--- BEGIN Stored records ---

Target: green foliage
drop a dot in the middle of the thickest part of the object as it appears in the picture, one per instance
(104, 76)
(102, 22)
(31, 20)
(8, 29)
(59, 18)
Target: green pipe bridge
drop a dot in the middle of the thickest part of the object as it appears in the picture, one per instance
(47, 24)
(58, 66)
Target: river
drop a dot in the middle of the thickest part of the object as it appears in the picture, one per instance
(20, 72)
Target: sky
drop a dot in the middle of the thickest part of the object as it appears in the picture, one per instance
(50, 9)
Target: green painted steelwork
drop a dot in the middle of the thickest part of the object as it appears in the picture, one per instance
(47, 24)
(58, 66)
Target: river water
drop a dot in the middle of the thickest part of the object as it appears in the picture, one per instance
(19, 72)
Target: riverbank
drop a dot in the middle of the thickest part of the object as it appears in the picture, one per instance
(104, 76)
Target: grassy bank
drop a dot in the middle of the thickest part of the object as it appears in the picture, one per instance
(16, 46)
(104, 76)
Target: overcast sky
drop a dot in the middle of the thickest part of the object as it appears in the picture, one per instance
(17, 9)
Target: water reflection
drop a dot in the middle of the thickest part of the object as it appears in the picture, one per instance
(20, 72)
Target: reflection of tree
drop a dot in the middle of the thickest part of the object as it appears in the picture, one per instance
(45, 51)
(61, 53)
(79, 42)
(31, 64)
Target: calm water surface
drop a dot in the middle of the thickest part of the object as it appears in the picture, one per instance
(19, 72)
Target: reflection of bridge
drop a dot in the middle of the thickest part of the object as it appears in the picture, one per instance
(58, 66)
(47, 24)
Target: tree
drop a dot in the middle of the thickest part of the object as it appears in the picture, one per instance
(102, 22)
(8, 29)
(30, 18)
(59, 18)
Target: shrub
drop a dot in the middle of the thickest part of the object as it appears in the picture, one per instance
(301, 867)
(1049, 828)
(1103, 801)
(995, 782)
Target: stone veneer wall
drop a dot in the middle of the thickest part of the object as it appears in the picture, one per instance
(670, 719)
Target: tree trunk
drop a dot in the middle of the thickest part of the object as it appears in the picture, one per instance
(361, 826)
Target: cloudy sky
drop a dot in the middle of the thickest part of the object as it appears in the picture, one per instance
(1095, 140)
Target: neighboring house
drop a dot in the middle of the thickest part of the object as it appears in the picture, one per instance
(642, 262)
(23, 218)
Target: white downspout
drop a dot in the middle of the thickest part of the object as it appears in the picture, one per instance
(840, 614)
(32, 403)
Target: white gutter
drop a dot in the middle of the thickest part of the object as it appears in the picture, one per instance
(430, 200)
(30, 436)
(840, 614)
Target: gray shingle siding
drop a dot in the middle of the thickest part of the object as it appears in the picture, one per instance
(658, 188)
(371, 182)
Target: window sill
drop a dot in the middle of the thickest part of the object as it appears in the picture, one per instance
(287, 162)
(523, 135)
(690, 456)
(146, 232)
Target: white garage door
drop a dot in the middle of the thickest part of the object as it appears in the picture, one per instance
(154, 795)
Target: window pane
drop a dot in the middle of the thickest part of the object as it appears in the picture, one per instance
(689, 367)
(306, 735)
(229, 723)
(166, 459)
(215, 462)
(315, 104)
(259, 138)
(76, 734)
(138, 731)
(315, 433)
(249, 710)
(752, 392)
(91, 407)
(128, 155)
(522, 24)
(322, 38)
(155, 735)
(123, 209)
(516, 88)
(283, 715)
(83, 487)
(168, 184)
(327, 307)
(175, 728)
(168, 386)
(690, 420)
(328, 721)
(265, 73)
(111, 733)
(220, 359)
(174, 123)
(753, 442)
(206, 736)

--- END Stored records ---

• _Goal_
Repeat the records exactly, including every line.

• _Final answer_
Target: green foliage
drop a dot in the middle of the thickest part of the object as it appears in the picture, one per instance
(104, 76)
(102, 22)
(31, 20)
(8, 29)
(59, 18)
Target: green pipe bridge
drop a dot in the middle of the thickest part of the object as it appears in the picture, one per instance
(47, 24)
(58, 66)
Target: river
drop a dot in the middle of the thickest part of the object as it appears in the picture, one per instance
(20, 72)
Target: sky
drop a dot in the middle of the thickest part of the object as it appears in the picture, one per instance
(50, 9)
Target: green painted steelwork
drop a dot in the middle of the thickest part of the object as it appears in the picture, one per instance
(47, 24)
(58, 66)
Target: river water
drop a dot in the middle of the thickest part of the object as it appears in the picture, one per instance
(19, 72)
Target: riverbank
drop a dot in the middle of the thickest part of the object as it appears in the picture, one per instance
(104, 76)
Target: grassy bank
drop a dot in the middle of the thickest part of the object as it appears in the picture, one per instance
(16, 46)
(104, 76)
Target: overcast sky
drop a dot in the middle of the thickest part of the object as it appears in the picture, one per instance
(17, 9)
Target: water reflection
drop a dot in the middle of the thickest part of the object as it appears in the picture, one per instance
(20, 72)
Target: reflection of tree
drop a dot in the middle of the thickest part of the object as it appears in the picture, one per instance
(45, 51)
(61, 53)
(79, 42)
(31, 64)
Target: calm water surface
drop a dot in the middle of the thickest part of the object as it appears in the picture, one per instance
(19, 72)
Target: reflection of bridge
drop a dot in the middle of the thickest part of the object as it appears in the picture, one per instance
(58, 66)
(47, 24)
Target: tree
drop a dot in the middle of the thickest part of the object as it appears in the picture, one per instance
(102, 22)
(8, 29)
(30, 18)
(59, 18)
Target: shrub
drop a dot in the middle of the thickest part of the object as it appears in the picture, one per instance
(301, 867)
(1049, 828)
(1103, 801)
(995, 782)
Target: stone veneer wall
drop a dot in the middle of the thickest part of the object as it appears in the picture, one per instance
(670, 719)
Target: tree trunk
drop a dot in the middle of the thickest part of the object as it appears in the picture, one per instance
(361, 826)
Target: cloudy sky
drop a dot in the middle of the thickest part of the object as it appears in the picture, one per instance
(1095, 140)
Target: neighboring house
drop a dot in the middle of the thickest part of the object as it appears in the picture, one per instance
(642, 262)
(23, 218)
Target: white downspout
drop a dot in the middle of the thickest part of the object as it appears in the picture, one per instance
(840, 614)
(32, 403)
Target: white gutter
drop a dot in the middle of the thickest part of the object as it appears in the picture, one per instance
(430, 200)
(30, 436)
(840, 614)
Target: gray shingle siding
drop a dot in the middle of the thickest part of the object as it appears in the picture, one per instance
(658, 188)
(371, 182)
Target: window sill
drop a dot in the middle of the thickest part of the object as it appears in the picture, one per instance
(287, 162)
(523, 135)
(690, 456)
(146, 232)
Target: white garage door
drop a dot in the middle of the thickest part of the object as it appears in the picture, one per instance
(154, 795)
Target: window pane
drop a dot in the middle of the thickest part of the object as it appears in the picture, one per instance
(689, 367)
(306, 735)
(229, 723)
(166, 459)
(215, 462)
(315, 104)
(259, 138)
(76, 734)
(138, 731)
(315, 433)
(249, 710)
(752, 392)
(91, 407)
(128, 155)
(522, 24)
(322, 38)
(155, 735)
(123, 209)
(516, 88)
(283, 715)
(83, 487)
(168, 184)
(327, 307)
(175, 728)
(168, 386)
(690, 420)
(328, 721)
(265, 73)
(111, 733)
(220, 359)
(174, 123)
(753, 442)
(206, 736)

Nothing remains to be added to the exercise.